MATERIAL:
• • • • • • •
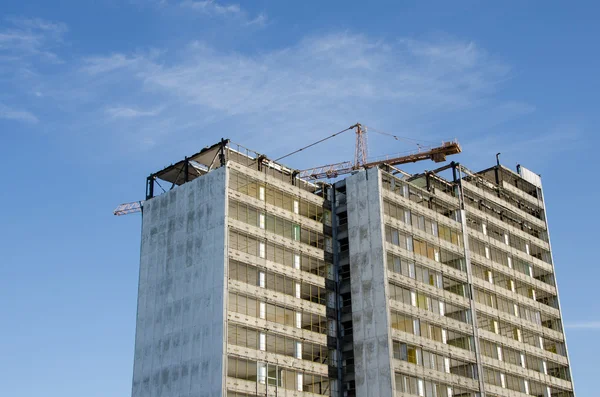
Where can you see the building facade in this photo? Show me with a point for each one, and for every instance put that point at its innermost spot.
(255, 282)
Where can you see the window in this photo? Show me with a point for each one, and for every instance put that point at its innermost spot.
(296, 232)
(262, 341)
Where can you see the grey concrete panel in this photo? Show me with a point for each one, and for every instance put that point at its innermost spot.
(180, 330)
(374, 374)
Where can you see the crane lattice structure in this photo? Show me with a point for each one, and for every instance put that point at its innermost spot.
(436, 154)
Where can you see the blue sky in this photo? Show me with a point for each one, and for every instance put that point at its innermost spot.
(95, 95)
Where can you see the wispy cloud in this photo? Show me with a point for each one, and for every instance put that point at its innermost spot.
(225, 10)
(123, 112)
(31, 37)
(584, 325)
(9, 113)
(260, 20)
(212, 7)
(409, 86)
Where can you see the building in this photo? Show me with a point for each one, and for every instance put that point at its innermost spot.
(256, 282)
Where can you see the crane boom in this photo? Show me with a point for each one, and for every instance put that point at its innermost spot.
(437, 154)
(128, 208)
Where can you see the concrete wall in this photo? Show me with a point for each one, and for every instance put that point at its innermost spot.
(368, 279)
(180, 343)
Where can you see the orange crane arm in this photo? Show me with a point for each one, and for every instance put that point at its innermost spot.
(437, 154)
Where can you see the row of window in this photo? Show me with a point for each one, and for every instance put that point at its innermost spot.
(521, 335)
(519, 384)
(276, 313)
(426, 388)
(278, 344)
(274, 224)
(425, 275)
(514, 309)
(274, 376)
(425, 302)
(259, 190)
(501, 214)
(419, 196)
(502, 258)
(249, 274)
(431, 360)
(423, 223)
(424, 248)
(508, 239)
(276, 253)
(522, 359)
(415, 326)
(516, 286)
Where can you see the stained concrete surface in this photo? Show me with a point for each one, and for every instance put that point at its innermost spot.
(180, 343)
(368, 279)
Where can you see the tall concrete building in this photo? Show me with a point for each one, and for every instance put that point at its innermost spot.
(256, 282)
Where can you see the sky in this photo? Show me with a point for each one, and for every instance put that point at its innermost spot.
(96, 95)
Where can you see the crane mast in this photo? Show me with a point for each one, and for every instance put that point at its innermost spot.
(437, 154)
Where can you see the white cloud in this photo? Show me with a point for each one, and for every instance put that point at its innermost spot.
(9, 113)
(212, 7)
(231, 11)
(260, 20)
(122, 112)
(584, 325)
(105, 64)
(26, 38)
(271, 98)
(310, 88)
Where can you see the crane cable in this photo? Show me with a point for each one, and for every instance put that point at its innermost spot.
(315, 143)
(398, 138)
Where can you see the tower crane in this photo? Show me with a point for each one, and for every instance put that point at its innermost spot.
(437, 154)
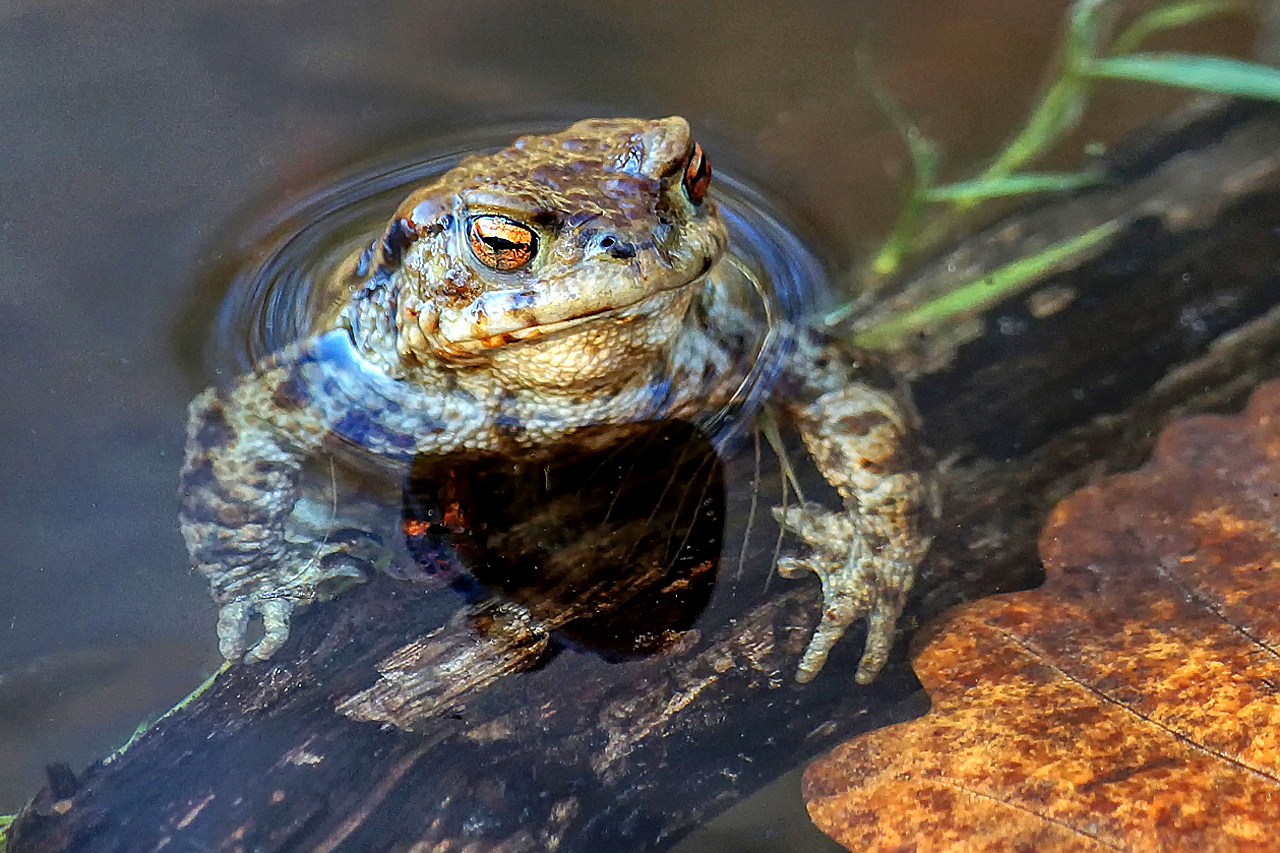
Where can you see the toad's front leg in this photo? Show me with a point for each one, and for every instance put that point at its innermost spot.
(862, 438)
(246, 448)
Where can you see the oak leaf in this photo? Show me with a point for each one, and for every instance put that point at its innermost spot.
(1129, 703)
• • • • • • •
EXERCISE BRIEF:
Rewrite the lines from the one containing "Where can you see the oak" through the last line, inclusive, changing "oak leaf" to "acorn" and leaving everything else unchanged.

RESPONSE TO THIS EXERCISE:
Where can you see the acorn in this photo? Show me with a point for each one, and for every instance put that point at its innermost spot.
(1129, 703)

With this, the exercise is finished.